== Data in this exercise ==
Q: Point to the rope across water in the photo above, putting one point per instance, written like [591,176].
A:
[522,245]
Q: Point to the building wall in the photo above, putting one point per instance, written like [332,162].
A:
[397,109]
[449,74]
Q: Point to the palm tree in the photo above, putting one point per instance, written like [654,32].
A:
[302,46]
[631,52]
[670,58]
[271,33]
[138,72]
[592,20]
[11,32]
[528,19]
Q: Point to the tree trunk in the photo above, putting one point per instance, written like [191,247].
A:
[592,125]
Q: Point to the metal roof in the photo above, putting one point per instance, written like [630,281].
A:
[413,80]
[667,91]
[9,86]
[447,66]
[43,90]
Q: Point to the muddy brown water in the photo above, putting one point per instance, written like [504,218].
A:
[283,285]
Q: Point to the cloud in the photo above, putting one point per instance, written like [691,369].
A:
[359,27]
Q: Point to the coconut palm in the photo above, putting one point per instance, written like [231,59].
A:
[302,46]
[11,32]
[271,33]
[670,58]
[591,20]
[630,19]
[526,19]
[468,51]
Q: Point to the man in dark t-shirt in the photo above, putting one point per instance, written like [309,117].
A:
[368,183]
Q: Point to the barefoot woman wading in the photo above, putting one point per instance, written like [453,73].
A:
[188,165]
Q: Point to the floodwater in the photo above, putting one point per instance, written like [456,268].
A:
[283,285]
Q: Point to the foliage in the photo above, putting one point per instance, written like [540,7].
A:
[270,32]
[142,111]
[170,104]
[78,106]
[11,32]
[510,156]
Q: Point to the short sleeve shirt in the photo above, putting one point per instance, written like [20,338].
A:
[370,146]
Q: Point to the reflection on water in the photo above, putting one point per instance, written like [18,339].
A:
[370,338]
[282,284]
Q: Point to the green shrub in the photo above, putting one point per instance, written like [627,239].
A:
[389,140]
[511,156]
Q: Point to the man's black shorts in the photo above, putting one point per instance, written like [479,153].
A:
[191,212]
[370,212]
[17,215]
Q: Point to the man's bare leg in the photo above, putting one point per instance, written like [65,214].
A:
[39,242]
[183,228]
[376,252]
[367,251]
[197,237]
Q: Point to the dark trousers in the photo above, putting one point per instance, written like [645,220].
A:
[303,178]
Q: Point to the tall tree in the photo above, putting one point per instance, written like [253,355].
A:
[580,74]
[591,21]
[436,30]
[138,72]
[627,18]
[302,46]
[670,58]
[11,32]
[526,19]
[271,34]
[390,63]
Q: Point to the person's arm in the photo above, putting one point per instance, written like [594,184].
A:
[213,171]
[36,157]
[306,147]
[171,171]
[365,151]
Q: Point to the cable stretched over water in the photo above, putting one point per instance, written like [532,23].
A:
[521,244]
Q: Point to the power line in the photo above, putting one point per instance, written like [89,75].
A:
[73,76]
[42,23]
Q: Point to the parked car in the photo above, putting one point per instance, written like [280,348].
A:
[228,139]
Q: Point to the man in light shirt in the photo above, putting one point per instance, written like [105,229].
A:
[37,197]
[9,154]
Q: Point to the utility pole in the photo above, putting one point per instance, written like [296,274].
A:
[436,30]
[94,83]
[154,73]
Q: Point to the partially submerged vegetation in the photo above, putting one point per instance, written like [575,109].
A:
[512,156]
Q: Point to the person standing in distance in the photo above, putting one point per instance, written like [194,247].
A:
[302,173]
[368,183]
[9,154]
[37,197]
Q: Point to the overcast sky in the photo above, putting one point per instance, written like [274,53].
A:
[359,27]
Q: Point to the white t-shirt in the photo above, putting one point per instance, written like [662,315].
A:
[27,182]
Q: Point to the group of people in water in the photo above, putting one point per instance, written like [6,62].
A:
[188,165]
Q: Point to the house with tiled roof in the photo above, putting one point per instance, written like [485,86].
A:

== Problem to work on ==
Scan the entries for lines with the string "person". Report only how many there are.

== Completed task ==
2